**Selection**
>> start
But you know, like the cover, yeah, it's very miami, you look very miami back there I'm into it. It was making me so happy, though, last night I'm going to send you a picture of it right now. It was giving me extreme joy. I was like you know what I I guess for Valentine's day every year I'm buying myself a neon sign that says it was all a dream.

Speaker 1:

I love that.

Speaker 2:

Right.

Speaker 1:

Um, a couple of followups to our last episode. Yes, the mozzarella cheese balls from Costco are going beautifully with tiny Tim, so thank you for the recommendation.

Speaker 2:

Yay.

Speaker 1:

He's doing much better. They get greedy about it right?

Speaker 2:

They're like I want that second cheese ball. Yes.

Speaker 1:

He's into the mozzarella. And then let's see what else I ordered the scar what Were we talking about this on air? Or was this just a Jenny and Rebecca conversation?

Speaker 2:

No, no, no, I think we did. We were talking about the scar.

Speaker 1:

I ordered some.

Speaker 2:

I think it actually just got delivered, so let's see if that works for wrinkles. So just a reminder we saw this thing on Instagram where people were using their. It's almost like collagen strips that you're supposed to put over scars so that you can heal the scar and mask like some of the damage quickly, right? So like it deeply infuses collagen back into, like the scar tissue. We saw people using it for their wrinkles instead of botox. We're gonna give it a go. We're gonna give it a go. I just sent you the pictures of this.

Speaker 1:

I know it looks really pretty, the isn't not so beautiful it's like a beautiful vibe I like, really am so into it and it looks really good with your wallpaper too, just like kind of sets off the femininity of it all.

Speaker 2:

It it's like we got this whole like rose Victorian, look. But then there's like this little flash dance moment next to it. It really fits the vibe.

Speaker 1:

Yeah, I'm here for it.

Speaker 2:

I love that. It was making me very happy last night when I poured a glass of wine and sat down to sort of like decompress for the day. Okay, so we're doing the scar tissue strips, yep, yep and that's all. I have what other updates we had? You had a big weekend.

Speaker 1:

Oh my God. Yes, I had a wonderful weekend. It was Hillary's birthday, so we went out and went to Little Jack's Tavern Burgers.

Speaker 2:

Little Jack's is one of my favorites.

Speaker 1:

That shrimp burger. I didn't have the shrimp burger.

Speaker 2:

Well, I didn't have a shrimp burger, I had a smash burger.

Speaker 1:

It is delish.

Speaker 2:

That smash burger is one of the sexiest burgers I've ever had.

Speaker 1:

It was banging wheat. So Hillary and I got the we we always split yeah, I'm a splitter, you know this about me because, like, if I go out to eat, eat, I can't commit to one thing. I'm like I want to order like three things because I want a nibble of everything. Yeah, because you can try more stuff, right.

Speaker 2:

I love a lot of plates like. We know this from when we even went to get the puppy from before. You and I both eat this way. I am very happy with a table full of nonsense Like I am a total slut for a menu test.

Speaker 1:

I just love a full menu. Nate's like even when we do Uber Eats. He's like why did you get seven things? I'm like well, I just want to like a little nibble of everything.

Speaker 2:

I did it the other day with my taco belt. Did you see this? Yeah Stories, I have like seven tacos. My mom was like what are you doing?
>> end
**Items**
>> start
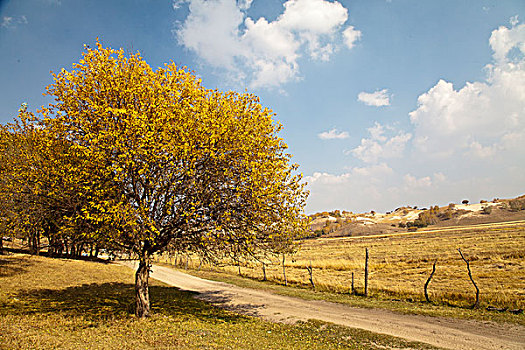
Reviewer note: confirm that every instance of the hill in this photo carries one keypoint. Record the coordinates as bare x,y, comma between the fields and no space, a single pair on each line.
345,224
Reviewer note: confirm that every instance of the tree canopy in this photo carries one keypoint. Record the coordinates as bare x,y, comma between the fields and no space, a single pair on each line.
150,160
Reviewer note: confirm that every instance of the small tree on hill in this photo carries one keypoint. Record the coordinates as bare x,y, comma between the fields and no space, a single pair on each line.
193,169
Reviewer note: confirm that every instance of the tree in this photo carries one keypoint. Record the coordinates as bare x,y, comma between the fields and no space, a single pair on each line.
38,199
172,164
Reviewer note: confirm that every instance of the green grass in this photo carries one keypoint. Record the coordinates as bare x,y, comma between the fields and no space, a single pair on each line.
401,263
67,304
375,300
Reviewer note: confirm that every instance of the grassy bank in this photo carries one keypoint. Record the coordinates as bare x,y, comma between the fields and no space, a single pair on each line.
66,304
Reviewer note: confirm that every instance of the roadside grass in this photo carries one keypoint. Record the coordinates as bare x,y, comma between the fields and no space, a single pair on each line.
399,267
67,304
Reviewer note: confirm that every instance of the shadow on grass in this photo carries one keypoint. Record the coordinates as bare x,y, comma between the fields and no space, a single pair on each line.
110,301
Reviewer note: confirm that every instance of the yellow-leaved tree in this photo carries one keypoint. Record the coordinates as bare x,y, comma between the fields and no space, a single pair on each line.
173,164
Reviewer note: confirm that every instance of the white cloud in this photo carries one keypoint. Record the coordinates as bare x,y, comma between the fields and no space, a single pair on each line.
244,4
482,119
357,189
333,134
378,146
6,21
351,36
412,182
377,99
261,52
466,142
>> end
**Parts of the exercise**
[1] Decide whether each statement agrees with the transcript. For (a), (b), and (c), answer yes or no and quote the words of the transcript that decide it.
(a) One speaker ordered some of the scar strips.
(b) People on Instagram were using the strips on wrinkles in place of botox.
(c) The weekend outing was for Nate's birthday.
[2] Summarize the transcript in two sentences.
[3] According to the transcript, why does the speaker who calls themself "a splitter" order several things when eating out? Answer in one or two sentences.

**Answers by task**
[1]
(a) Yes: "I ordered some."
(b) Yes: "We saw people using it for their wrinkles instead of botox."
(c) No: "It was Hillary's birthday"

[2] The speakers begin with a neon sign bought for Valentine's Day and then follow up on their last episode: the Costco mozzarella cheese balls are working well with Tiny Tim, and some collagen scar strips have been ordered to test on wrinkles after the speakers saw them used that way on Instagram. One speaker then describes a weekend dinner at Little Jack's Tavern for Hillary's birthday, and both say they like ordering many dishes so they can have a little of everything.

[3] The speaker cannot commit to one dish and wants "a nibble of everything." Ordering several things lets them try more food.